* begin Records provided *
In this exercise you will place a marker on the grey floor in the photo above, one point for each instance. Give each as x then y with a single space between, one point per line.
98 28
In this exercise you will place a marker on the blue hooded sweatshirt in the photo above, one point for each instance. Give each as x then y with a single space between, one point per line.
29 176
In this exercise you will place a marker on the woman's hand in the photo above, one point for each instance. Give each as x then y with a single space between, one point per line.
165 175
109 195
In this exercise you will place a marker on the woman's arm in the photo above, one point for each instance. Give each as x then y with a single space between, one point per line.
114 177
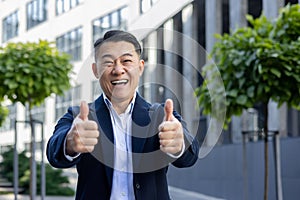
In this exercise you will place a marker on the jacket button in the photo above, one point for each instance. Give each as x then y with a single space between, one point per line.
137 186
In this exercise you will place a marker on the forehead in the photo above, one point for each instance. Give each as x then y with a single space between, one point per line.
116 49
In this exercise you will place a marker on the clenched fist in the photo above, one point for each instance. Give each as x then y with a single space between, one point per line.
83 136
170 131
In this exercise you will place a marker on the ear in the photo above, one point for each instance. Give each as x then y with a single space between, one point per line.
141 66
95 70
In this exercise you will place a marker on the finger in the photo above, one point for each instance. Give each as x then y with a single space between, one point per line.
168 110
84 111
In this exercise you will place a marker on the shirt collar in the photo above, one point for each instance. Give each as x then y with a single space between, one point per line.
128 109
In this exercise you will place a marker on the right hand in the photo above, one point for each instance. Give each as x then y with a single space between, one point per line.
84 133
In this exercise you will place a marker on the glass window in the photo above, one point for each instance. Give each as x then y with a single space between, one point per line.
70 98
10 26
71 43
36 12
66 5
38 113
114 20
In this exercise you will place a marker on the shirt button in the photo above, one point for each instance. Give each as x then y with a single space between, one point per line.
137 186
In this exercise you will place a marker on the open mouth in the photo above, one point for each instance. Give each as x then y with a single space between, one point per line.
119 82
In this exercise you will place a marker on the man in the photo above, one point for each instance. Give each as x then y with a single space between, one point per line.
121 144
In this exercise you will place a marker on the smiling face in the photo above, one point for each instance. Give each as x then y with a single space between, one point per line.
118 68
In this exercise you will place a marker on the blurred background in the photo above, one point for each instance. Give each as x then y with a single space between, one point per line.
177 36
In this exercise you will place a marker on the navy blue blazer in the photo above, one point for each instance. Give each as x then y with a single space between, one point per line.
95 169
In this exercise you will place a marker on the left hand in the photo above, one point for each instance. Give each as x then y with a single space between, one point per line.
170 131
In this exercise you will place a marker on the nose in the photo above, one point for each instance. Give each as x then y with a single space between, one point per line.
118 69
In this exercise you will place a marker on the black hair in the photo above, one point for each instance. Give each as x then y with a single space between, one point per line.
117 36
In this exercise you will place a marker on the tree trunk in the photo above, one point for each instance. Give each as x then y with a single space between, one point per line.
266 146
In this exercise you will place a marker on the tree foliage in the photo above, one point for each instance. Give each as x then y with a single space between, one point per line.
56 182
30 72
257 63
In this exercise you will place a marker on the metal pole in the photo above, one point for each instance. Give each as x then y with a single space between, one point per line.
16 165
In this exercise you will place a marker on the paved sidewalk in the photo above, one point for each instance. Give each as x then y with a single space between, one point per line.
176 194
* end Records provided *
The exercise: Will you retype every row above word for word, omitting the pictures?

Answer to the task:
In this exercise you will place a marker on the grey floor in the photo above, one point for each instance. Give each as x then y with a single space between, one point per line.
98 28
In this exercise you will place a marker on the blue hooded sweatshirt in the photo above, one point for each instance. Give each as x then y with a single space between, one point per line.
29 176
In this exercise you will place a marker on the woman's hand in the photo above, one point for each instance. Give each as x then y with a single space between, one point per line.
165 175
109 195
In this exercise you will place a marker on the woman's arm in the photo above, one point for each instance. Give each as x then y with a single space between, one point per line.
114 177
In this exercise you will place a marker on the jacket button in the photo above, one point for each instance. Give each as x then y with a single space between, one point per line.
137 186
In this exercise you will place a marker on the forehead in the photo above, one point for each instance. Give each as x then y with a single space between, one point per line.
116 49
In this exercise you will place a marker on the clenched fist in the photo above, one point for each instance. Give each as x then y with a single space between, one point per line.
83 136
170 131
In this exercise you will place a marker on the ear in the photo above, one point for each instance. Give each as x then y with a single space between, one point per line.
141 66
95 70
In this exercise you will place a marker on the finger in the photo above, one point for each instance. Give each as x then y with a single space between, one point per line.
168 110
84 111
In this exercise you will place a marker on the shirt collar in the photo above, one point for each instance. Give each as x then y with a single space between, one point per line.
128 109
In this exercise you will place a marker on the right hand in the photo above, one point for each instance. Give each as x then y with a single space between, one point per line.
84 133
In this exercise you will place a marker on the glass window in the photo above, one point for each instance. Give each as x then y with a single space between, one point per line.
70 98
10 26
71 43
36 12
66 5
38 113
114 20
In this exercise you will place a marker on the shirt button in the photo above, one point for each instance. Give each as x then y with a single space between, one point per line.
137 186
In this exercise you will place a marker on the open mouth in the photo above, one point for each instance. Give each as x then y with a single space between, one point per line.
119 82
In this exercise you will place a marker on the man in the photo above, one point for each instance. Give each as x then y with a single space between, one point per line.
121 144
In this exercise you will place a marker on the smiling face in the photo above, one point for each instance. Give each as x then y with a single space between, one point per line.
118 68
In this exercise you will place a marker on the blurred background in the photo above, one point for each instance. Give each as x then y with a single space between, one point per line.
177 36
In this exercise you will place a marker on the navy blue blazer in the photo above, one point for each instance. Give each as x then y with a single space between, one point per line.
95 169
In this exercise you will place a marker on the left hand in the photo above, one point for each instance. Give each as x then y with a single space between, one point per line.
170 131
In this exercise you will place a marker on the nose in the photo above, one point for each instance. Give each as x then y with a single space between, one point per line.
118 69
In this exercise you will place a marker on the black hair in the photo above, one point for each instance. Give each as x then y with a single space between, one point per line.
117 36
In this exercise you will place a marker on the tree trunk in the photo above, one point for each instance. Give each as x then y with a single space between, one point per line.
266 146
In this exercise you will place a marker on the tree foliage in the photo above, one point for each instance. Give each as x then y with a single space between, one point per line.
56 182
30 72
257 63
In this exercise you will place a marker on the metal pole in the photo above, one point for each instance. Give each as x then y with a single space between, one point per line.
16 165
In this exercise you will place a marker on the paved sidewalk in the photo above, one point for each instance. Give each as x then y with a single space between, one point per line.
176 194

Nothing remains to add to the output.